=== EXERCISE INPUTS ===

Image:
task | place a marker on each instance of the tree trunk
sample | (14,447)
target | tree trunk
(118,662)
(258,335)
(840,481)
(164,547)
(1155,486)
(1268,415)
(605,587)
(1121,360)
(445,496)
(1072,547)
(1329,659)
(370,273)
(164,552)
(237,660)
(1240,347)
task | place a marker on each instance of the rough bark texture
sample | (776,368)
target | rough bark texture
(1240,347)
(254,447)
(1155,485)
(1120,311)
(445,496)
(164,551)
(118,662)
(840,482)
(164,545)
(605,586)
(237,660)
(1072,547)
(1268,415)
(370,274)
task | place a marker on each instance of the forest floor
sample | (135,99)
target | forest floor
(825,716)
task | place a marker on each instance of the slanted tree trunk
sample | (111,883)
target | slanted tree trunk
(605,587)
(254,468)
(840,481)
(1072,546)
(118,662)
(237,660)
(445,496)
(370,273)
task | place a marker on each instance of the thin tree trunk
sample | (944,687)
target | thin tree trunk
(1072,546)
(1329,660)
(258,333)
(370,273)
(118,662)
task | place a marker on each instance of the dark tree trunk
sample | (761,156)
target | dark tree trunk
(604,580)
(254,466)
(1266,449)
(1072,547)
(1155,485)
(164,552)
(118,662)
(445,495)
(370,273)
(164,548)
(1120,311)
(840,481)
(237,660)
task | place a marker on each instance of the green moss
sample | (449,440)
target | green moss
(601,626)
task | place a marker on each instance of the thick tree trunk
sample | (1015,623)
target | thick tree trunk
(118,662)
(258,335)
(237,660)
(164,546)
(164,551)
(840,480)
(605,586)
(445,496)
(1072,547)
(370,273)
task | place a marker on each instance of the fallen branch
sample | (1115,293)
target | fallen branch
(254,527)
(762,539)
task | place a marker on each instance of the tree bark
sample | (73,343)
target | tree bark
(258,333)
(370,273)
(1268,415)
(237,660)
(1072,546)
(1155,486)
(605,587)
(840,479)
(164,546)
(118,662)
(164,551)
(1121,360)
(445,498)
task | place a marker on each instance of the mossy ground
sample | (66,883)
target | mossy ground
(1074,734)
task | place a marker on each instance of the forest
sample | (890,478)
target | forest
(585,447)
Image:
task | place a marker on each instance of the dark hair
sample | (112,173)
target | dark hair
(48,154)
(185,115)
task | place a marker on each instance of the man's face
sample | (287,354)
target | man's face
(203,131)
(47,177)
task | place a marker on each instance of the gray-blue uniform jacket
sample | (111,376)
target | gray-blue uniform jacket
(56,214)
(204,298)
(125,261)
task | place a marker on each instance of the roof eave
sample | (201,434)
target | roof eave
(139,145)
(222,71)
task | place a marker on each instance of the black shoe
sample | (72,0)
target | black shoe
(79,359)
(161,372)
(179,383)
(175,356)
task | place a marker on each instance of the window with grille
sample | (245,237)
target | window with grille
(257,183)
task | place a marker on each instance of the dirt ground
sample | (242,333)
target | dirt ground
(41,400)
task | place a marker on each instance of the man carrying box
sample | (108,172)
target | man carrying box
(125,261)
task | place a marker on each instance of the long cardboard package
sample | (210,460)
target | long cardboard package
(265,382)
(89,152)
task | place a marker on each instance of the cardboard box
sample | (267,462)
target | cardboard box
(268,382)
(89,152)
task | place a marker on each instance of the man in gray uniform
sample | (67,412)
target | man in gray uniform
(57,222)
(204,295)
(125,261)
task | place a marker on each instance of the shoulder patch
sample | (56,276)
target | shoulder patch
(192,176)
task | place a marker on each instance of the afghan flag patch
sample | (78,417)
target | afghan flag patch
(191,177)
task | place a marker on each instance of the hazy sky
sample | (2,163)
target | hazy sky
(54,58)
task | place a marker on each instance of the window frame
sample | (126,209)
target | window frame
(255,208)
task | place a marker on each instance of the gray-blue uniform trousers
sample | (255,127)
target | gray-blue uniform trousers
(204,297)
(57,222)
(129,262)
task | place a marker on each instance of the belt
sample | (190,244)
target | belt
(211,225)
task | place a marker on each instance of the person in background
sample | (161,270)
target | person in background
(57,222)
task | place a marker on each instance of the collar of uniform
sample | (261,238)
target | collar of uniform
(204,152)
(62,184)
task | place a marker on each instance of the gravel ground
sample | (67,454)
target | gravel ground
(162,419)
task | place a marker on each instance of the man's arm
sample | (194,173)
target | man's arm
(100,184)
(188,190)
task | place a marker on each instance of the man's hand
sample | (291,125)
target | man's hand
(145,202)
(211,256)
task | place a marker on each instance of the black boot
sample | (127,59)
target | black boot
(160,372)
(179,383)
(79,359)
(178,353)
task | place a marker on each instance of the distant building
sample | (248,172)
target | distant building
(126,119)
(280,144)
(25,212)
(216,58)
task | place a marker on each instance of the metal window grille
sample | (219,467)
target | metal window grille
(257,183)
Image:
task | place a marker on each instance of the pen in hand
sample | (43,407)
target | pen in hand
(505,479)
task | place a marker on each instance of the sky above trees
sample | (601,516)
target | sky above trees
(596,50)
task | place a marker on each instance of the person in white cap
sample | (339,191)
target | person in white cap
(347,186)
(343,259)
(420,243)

===

* WHAT THIS TASK INVOLVES: The stretch of entries above that starts with the line containing "sample | (67,454)" and goes on through the line containing "sample | (127,59)" is to be transcribed exactly, and no other line is to be transcribed.

* SOLVED PROBLEM:
sample | (67,454)
target | gravel ground
(162,419)
task | place a marker on each instance of the man's arm
sample | (194,173)
target | man's arm
(100,184)
(188,190)
task | place a marker on each instance of the man's hand
sample | (291,125)
target | man's hand
(145,202)
(211,256)
task | place a marker on each instance of the black boot
sample | (127,59)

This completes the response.